-- EXERCISE PASSAGE follows --

Staff Sgt. Harold “Butch” Freeman returned home to Gorham in January last year to convalesce after being wounded in a suicide bomber blast in a mess tent in Iraq.

A year later, Freeman, 44, is now volunteering for duty in Afghanistan as a U.S. Army advisor. He’s seeking medical clearance from the Army so he can go.

Freeman also had volunteered for Iraq duty. He switched from the Army Reserve to rejoin his old outfit, the Westbrook-based Company B of Maine’s 133rd Engineer Battalion.

“I can’t let my friends go alone,” Freeman said then.

Freeman and fellow Company B soldiers rolled out of Westbrook two years ago. After training at Fort Drum in New York, they deployed to Camp Marez near Mosul, Iraq, arriving on March 20, 2004.

-- EXERCISE PASSAGE concluded --

ACTIVITY LIST.
1 - In the article about Staff Sgt. Harold Freeman, where did Company B deploy after training at Fort Drum?
2 - Please write the next few sentences of the article about Staff Sgt. Harold Freeman, picking up after its final sentence.
The entries that follow come from a separate source and are unrelated to the article about Staff Sgt. Harold Freeman.

-- DATA RECORDS follows --

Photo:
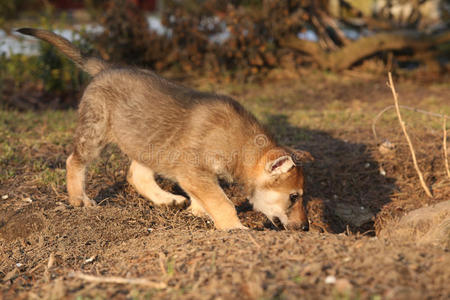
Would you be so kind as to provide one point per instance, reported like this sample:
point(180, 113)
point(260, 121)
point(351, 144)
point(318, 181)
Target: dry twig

-- DATA RECORDS concluded --
-- DATA RECORDS follows --

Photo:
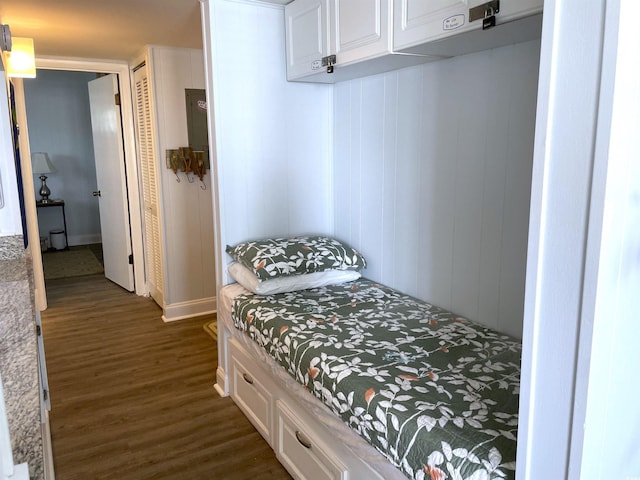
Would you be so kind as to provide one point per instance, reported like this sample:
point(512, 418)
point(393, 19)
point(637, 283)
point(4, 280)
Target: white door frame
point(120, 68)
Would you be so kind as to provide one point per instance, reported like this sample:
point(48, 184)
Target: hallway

-- DATA RECORDS concluded --
-- DATA RECORDS follows --

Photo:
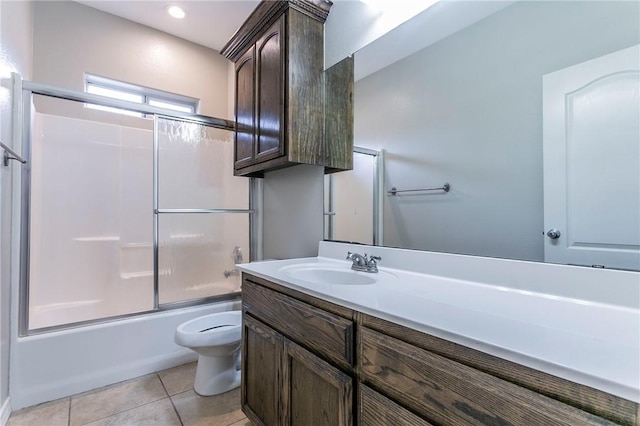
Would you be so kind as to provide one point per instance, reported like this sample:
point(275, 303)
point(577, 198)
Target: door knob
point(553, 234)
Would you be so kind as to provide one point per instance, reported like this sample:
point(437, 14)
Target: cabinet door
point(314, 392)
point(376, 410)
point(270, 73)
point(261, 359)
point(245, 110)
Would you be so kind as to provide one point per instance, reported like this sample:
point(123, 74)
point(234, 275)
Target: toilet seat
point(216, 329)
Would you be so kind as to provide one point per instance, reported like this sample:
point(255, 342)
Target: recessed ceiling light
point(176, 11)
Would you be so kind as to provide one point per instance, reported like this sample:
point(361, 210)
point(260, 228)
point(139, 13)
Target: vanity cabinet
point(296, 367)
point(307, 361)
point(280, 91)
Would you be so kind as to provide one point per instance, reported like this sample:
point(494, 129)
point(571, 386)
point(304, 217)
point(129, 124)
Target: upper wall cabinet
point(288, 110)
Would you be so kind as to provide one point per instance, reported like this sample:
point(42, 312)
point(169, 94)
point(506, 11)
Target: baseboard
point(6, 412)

-- DATA RECORDS concluded --

EXERCISE RESULTS.
1 - Camp Marez near Mosul, Iraq.

2 -
He was in a mess tent four days before Christmas in 2004 when a blast killed 22 people and wounded more than 70 others. He was 20 feet away from the center of the explosion and he said there was blood everywhere. The blast blew a softball-sized hole in his right leg and fractured his thighbone.

Soldiers from his unit evacuated Freeman. He was taken to a MASH unit near Baghdad because shrapnel had struck him near arteries.

After emergency medical attention there, Freeman was airlifted to a hospital in Germany and then the Walter Reed Medical Center in the states. He had hoped to return to Iraq duty so that he could rejoin Company B in time for their homecoming last spring.

Freeman made a bid for a town council seat in November. He and his wife, Ora, have two daughters, Ashley, a college student, and Ora Marie, a junior at Gorham High School.